WORK INSTRUCTIONS:
In the essay on taking care of your body, what did the man from the seminar have instead of breakfast?

DOCUMENT SEGMENT:
%%

Take Care of Your Body — It's the Only Place You Have to Live
Written based on the teachings of Jim Rohn

Take Care of Your Body — It's the Only Place You Have to Live
Let me ask you something, my friend. If somebody gave you a brand-new car — the finest automobile ever made — but told you it was the only car you'd ever own for the rest of your life, how would you treat it?
I'll bet you'd wash it every week. Change the oil on schedule. Keep it out of the hail. You wouldn't run it on cheap fuel and hope for the best. You'd treat that car like it mattered, because it does. It's the only one you've got.
Now here's what's interesting. Most people take better care of their car than they do their own body.
I had a conversation years ago with a man at one of my seminars. Sharp guy. Built a good business. But he looked like he hadn't slept in a month, and he was carrying about forty extra pounds. He came up to me afterward and said, "Jim, I've got the money, I've got the house, I've got the business. But I'm tired all the time. I can't enjoy any of it."
I said, "Let me ask you something. What did you have for breakfast this morning?"
He said, "I didn't have breakfast. I had coffee and a donut on the way here."
I said, "Well, there's part of your problem. You're running a million-dollar operation on a fifty-cent breakfast."

%%

Excerpts from point annotation data:
%%

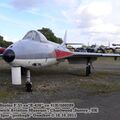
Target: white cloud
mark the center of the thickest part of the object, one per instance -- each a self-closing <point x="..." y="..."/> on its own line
<point x="97" y="20"/>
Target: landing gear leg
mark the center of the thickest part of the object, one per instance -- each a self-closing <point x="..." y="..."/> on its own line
<point x="28" y="84"/>
<point x="88" y="70"/>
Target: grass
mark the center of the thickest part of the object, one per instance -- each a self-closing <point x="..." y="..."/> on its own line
<point x="56" y="78"/>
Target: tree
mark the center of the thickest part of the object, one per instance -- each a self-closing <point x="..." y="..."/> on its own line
<point x="50" y="35"/>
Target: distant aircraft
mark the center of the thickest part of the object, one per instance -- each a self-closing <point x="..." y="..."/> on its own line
<point x="35" y="51"/>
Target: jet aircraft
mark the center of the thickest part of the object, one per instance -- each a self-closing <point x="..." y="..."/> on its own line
<point x="35" y="51"/>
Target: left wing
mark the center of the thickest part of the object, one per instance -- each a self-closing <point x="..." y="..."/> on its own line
<point x="86" y="54"/>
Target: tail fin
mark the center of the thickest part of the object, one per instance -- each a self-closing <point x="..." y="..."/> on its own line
<point x="65" y="39"/>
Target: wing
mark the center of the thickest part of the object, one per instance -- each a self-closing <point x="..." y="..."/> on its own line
<point x="86" y="54"/>
<point x="85" y="57"/>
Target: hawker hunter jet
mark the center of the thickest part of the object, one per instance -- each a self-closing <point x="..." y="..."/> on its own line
<point x="35" y="51"/>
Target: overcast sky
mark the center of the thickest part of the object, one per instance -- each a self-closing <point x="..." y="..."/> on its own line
<point x="93" y="21"/>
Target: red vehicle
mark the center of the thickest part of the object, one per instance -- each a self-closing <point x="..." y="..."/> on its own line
<point x="1" y="50"/>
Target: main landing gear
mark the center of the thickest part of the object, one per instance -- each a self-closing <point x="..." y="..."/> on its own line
<point x="88" y="67"/>
<point x="28" y="84"/>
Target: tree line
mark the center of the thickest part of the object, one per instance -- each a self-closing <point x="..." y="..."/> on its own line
<point x="45" y="31"/>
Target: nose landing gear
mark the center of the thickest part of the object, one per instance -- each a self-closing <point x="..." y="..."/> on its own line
<point x="28" y="84"/>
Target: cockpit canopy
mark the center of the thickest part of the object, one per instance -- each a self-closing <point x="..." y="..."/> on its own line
<point x="35" y="35"/>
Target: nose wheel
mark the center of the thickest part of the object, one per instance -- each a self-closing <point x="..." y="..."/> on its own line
<point x="28" y="84"/>
<point x="88" y="70"/>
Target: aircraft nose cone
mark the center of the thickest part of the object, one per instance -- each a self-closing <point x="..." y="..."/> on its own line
<point x="9" y="55"/>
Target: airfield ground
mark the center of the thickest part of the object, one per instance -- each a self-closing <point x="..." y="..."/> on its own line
<point x="68" y="83"/>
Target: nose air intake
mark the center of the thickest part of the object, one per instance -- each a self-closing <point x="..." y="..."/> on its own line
<point x="9" y="55"/>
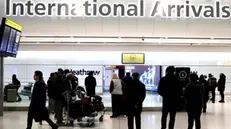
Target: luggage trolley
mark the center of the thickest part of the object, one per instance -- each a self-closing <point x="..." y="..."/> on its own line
<point x="70" y="99"/>
<point x="96" y="100"/>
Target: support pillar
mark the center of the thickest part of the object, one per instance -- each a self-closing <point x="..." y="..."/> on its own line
<point x="1" y="85"/>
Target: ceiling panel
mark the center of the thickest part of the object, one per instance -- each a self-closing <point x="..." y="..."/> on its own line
<point x="128" y="27"/>
<point x="94" y="26"/>
<point x="111" y="26"/>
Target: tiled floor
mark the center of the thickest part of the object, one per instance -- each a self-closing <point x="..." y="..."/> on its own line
<point x="218" y="117"/>
<point x="151" y="100"/>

%%

CORRECT RESPONSE:
He had coffee and a donut on the way.